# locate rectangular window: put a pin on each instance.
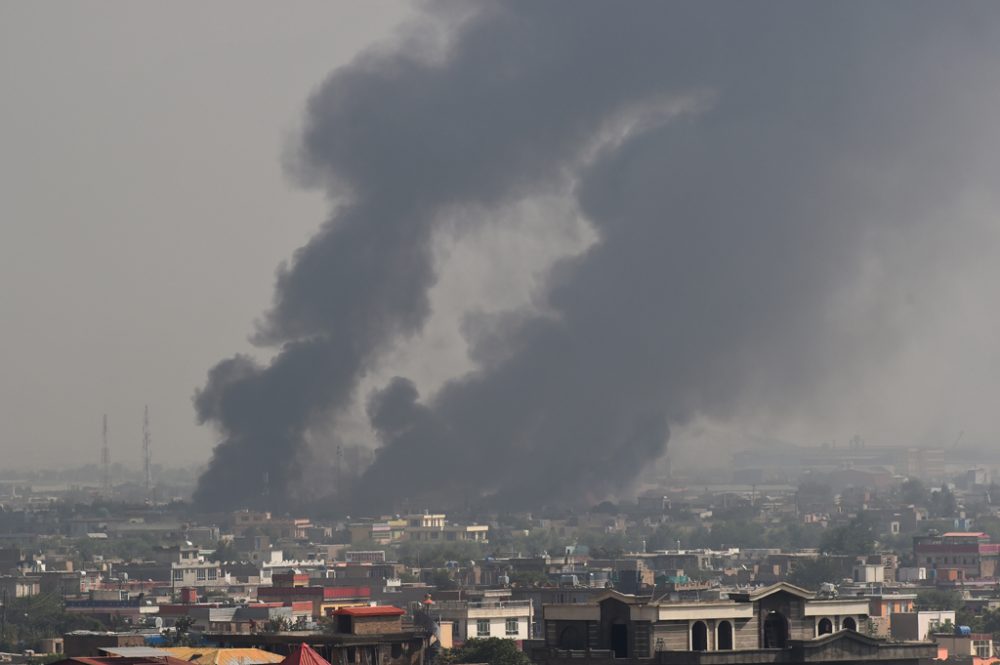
(482, 628)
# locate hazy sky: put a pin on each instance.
(144, 206)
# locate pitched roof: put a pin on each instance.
(379, 611)
(212, 656)
(304, 655)
(805, 594)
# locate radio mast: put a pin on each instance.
(105, 459)
(147, 452)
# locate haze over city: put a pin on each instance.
(500, 233)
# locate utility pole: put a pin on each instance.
(105, 459)
(147, 453)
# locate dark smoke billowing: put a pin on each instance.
(741, 164)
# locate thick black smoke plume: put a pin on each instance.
(742, 164)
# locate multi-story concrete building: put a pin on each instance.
(635, 626)
(957, 555)
(488, 616)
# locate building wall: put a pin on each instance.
(375, 625)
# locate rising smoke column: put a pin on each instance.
(728, 243)
(724, 232)
(407, 138)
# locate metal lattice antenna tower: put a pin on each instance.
(147, 451)
(105, 458)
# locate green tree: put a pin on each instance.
(491, 650)
(34, 618)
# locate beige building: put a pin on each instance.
(636, 627)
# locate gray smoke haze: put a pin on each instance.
(757, 176)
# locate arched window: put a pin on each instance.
(699, 636)
(775, 631)
(725, 635)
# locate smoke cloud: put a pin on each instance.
(757, 177)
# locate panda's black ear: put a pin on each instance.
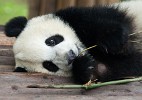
(14, 27)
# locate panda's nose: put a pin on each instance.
(71, 56)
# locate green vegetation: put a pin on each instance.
(12, 8)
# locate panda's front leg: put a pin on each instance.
(83, 69)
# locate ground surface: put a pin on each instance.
(13, 86)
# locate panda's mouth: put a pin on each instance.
(50, 66)
(71, 56)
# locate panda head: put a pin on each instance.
(44, 44)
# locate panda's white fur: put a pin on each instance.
(30, 45)
(30, 49)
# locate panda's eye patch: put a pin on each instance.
(54, 40)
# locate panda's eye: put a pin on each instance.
(54, 40)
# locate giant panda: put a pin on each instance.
(53, 43)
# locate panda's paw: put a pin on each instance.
(83, 68)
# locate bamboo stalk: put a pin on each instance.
(87, 87)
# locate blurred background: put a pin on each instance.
(32, 8)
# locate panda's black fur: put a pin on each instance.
(108, 27)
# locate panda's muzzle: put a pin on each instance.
(71, 56)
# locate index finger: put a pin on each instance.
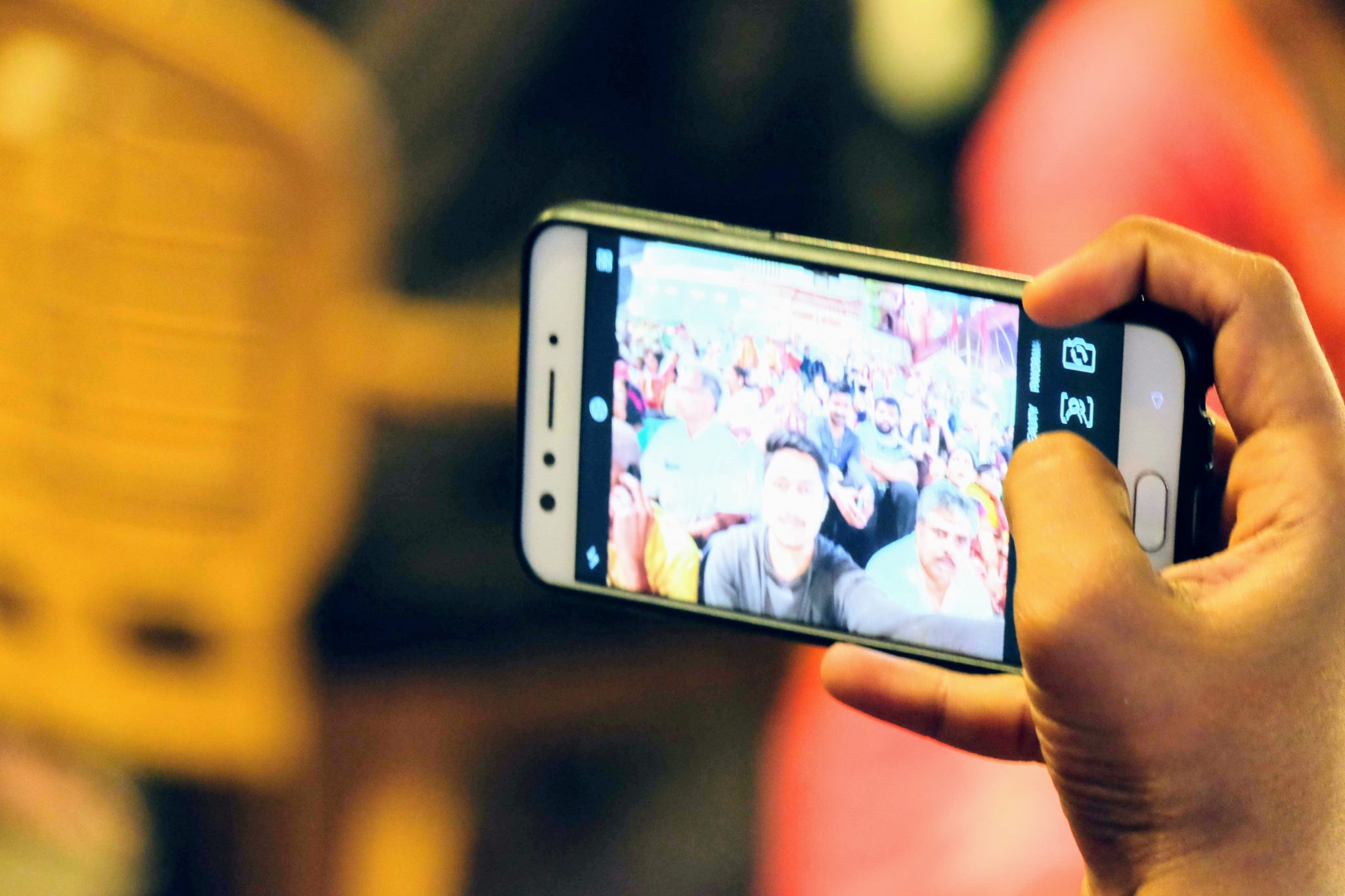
(1269, 367)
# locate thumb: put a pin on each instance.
(1079, 566)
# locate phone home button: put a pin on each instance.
(1151, 511)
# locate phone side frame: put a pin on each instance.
(967, 278)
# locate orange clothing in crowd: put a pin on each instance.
(1169, 108)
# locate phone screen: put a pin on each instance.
(818, 446)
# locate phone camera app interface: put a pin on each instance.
(814, 446)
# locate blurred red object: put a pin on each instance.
(1110, 108)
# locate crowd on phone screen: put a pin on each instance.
(753, 476)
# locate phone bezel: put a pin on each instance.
(1192, 341)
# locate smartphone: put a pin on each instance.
(811, 438)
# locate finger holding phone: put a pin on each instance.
(1192, 719)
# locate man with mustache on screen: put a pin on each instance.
(933, 594)
(780, 566)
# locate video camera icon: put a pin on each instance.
(1079, 355)
(1076, 409)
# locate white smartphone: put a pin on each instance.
(813, 437)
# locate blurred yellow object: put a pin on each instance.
(194, 331)
(923, 61)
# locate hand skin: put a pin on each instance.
(1192, 720)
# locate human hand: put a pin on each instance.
(1193, 719)
(630, 512)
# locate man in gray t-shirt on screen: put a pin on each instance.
(779, 566)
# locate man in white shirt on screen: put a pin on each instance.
(694, 468)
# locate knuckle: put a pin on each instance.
(1051, 457)
(1142, 227)
(1266, 277)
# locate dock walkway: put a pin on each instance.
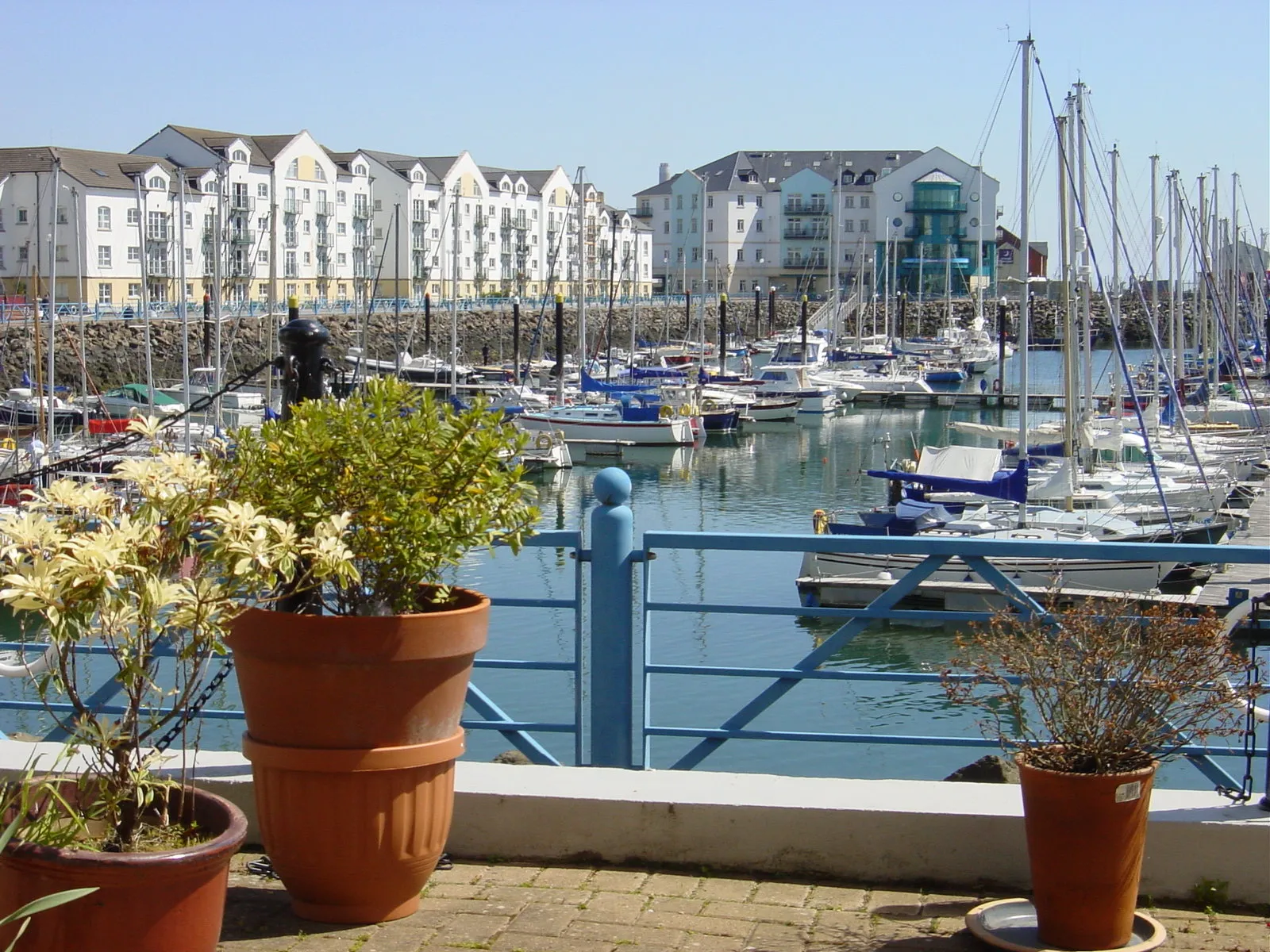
(510, 907)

--

Lay out every line of the entries above as a Markdown table. Put a running number in a column headed Row and the line in a column headed Line, skip any blank lines, and leave the pictures out.

| Row | Line |
|---|---|
| 1 | # locate rectangular window: put a pin on each instance. |
| 2 | (482, 628) |
| 3 | # locate hazy sky: put a pin on each instance. |
| 4 | (144, 206) |
| 5 | # locate pitched roof: put a pin on each instance. |
| 6 | (379, 611) |
| 7 | (212, 656) |
| 8 | (304, 655) |
| 9 | (805, 594) |
| 10 | # locate radio mast: put a pin on each instance. |
| 11 | (105, 459) |
| 12 | (147, 452) |
| 13 | # locate haze over city: put a pin on each instance. |
| 14 | (500, 233) |
| 15 | # locate utility pole: put a pin on each instance. |
| 16 | (105, 459) |
| 17 | (147, 453) |
| 18 | # locate dark smoke billowing: put a pin on each instance. |
| 19 | (741, 164) |
| 20 | # locate thick black smoke plume: put a pin on each instance. |
| 21 | (742, 164) |
| 22 | # locate multi-story concrete building: put a pin on each instance. |
| 23 | (635, 626) |
| 24 | (957, 555) |
| 25 | (488, 616) |
| 26 | # locate building wall: put a pin on each instance. |
| 27 | (375, 625) |
| 28 | # locate rising smoke column: put a pin on each instance. |
| 29 | (728, 243) |
| 30 | (724, 232) |
| 31 | (407, 138) |
| 32 | # locate metal lattice antenna tower: put a pin on each instance. |
| 33 | (147, 451) |
| 34 | (105, 458) |
| 35 | # locate green tree: put a pin on each instance. |
| 36 | (491, 650) |
| 37 | (34, 618) |
| 38 | # locate beige building: put a pin on each instance. |
| 39 | (636, 627) |
| 40 | # locate gray smoke haze: put a pin on each instance. |
| 41 | (757, 176) |
| 42 | # locate arched window: put a pin on each instance. |
| 43 | (699, 636) |
| 44 | (775, 631) |
| 45 | (725, 635) |
| 46 | # locate smoke cloud: put a pin on each instance. |
| 47 | (757, 177) |
| 48 | # locate panda's black ear: put a pin on each instance. |
| 49 | (14, 27) |
| 50 | # locate panda's nose: put a pin on each instance. |
| 51 | (71, 56) |
| 52 | # locate green vegetation: put a pin on each instance. |
| 53 | (12, 8) |
| 54 | # locate panda's front leg: put a pin on each instance. |
| 55 | (83, 69) |
| 56 | # locate ground surface: put a pin on each instance. |
| 57 | (13, 86) |
| 58 | # locate panda's mouth: put a pin on each instance. |
| 59 | (50, 66) |
| 60 | (71, 56) |
| 61 | # locate panda head: put a pin on each instance. |
| 62 | (44, 44) |
| 63 | # locate panda's white fur: put a pin on each instance. |
| 64 | (30, 45) |
| 65 | (30, 49) |
| 66 | # locate panda's eye patch: put a pin on each instance. |
| 67 | (54, 40) |
| 68 | # locate panda's eye: put a pin on each instance. |
| 69 | (54, 40) |
| 70 | # locate giant panda: put a pin on each instance. |
| 71 | (53, 43) |
| 72 | # locate panda's paw: put a pin on each instance. |
| 73 | (83, 68) |
| 74 | # locate bamboo stalk: put a pin on each instance. |
| 75 | (87, 87) |
| 76 | # locate blurred background: put a pin on each instance. |
| 77 | (32, 8) |
| 78 | # locate panda's black fur: put a pin on each instance. |
| 79 | (108, 27) |
| 80 | # locate panda's muzzle: put a pin on each instance. |
| 81 | (71, 56) |
| 82 | # locate index finger: put a pin on each instance. |
| 83 | (1269, 367) |
| 84 | # locate thumb: put a pin on each instance. |
| 85 | (1079, 566) |
| 86 | # locate phone home button: put a pin on each instance. |
| 87 | (1151, 511) |
| 88 | # locate phone side frame: put a pin on each instance. |
| 89 | (967, 278) |
| 90 | # locate orange clothing in crowd: put a pin on each instance. |
| 91 | (1169, 108) |
| 92 | # locate phone screen: put a pin on each instance. |
| 93 | (818, 446) |
| 94 | # locate phone camera app interface: put a pin on each instance. |
| 95 | (814, 446) |
| 96 | # locate blurred red object: put a pin on each instance. |
| 97 | (1110, 108) |
| 98 | # locate crowd on phone screen: put a pin on each instance. |
| 99 | (753, 476) |
| 100 | # locate phone bezel: put a pin on each instance. |
| 101 | (1192, 341) |
| 102 | # locate smartphone: put a pin on each instance. |
| 103 | (811, 438) |
| 104 | # locate finger holding phone: put a pin on each instance. |
| 105 | (1192, 719) |
| 106 | # locate man with mustache on screen: put a pin on each instance. |
| 107 | (933, 594) |
| 108 | (780, 566) |
| 109 | # locate video camera icon: put a pin on each instance. |
| 110 | (1079, 355) |
| 111 | (1076, 409) |
| 112 | # locate white smartphone: put a pin on each instance. |
| 113 | (813, 437) |
| 114 | # locate blurred yellow object: put a pin on each instance. |
| 115 | (194, 331) |
| 116 | (923, 61) |
| 117 | # locate hand skin: put a pin on each instance. |
| 118 | (1192, 720) |
| 119 | # locate human hand: put a pin on each instance. |
| 120 | (1193, 719) |
| 121 | (630, 512) |
| 122 | # locate man in gray t-shirt on screen: put a pin on each instance. |
| 123 | (779, 566) |
| 124 | # locate man in white shirt on screen: put a pin on each instance. |
| 125 | (694, 468) |
| 126 | # locate knuckle: put a pin on each instance. |
| 127 | (1051, 457) |
| 128 | (1142, 227) |
| 129 | (1266, 277) |
| 130 | # locate dock walkway: put a pin on each instance. |
| 131 | (510, 907) |